## begin

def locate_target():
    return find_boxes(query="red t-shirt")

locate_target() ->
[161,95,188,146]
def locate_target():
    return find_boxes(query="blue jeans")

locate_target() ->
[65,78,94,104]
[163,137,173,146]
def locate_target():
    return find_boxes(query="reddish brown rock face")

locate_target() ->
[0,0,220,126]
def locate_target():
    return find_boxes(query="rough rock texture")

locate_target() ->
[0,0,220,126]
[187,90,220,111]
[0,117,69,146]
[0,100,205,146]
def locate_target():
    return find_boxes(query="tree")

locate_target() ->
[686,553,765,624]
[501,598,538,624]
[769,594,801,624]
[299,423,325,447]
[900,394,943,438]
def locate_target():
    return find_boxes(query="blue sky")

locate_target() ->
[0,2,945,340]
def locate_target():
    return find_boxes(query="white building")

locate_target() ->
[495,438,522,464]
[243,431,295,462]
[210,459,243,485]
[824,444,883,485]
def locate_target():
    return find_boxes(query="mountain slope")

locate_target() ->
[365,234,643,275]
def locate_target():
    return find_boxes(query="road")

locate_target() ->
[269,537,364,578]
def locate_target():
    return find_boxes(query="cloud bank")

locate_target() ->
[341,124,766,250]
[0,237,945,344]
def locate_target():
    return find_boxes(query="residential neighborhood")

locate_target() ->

## end

→ **PROBLEM DETAILS**:
Count how many lines in the rows above contain the string "blue", matching case exactly. Reply with the number alone.

→ **CORRECT RESPONSE**:
2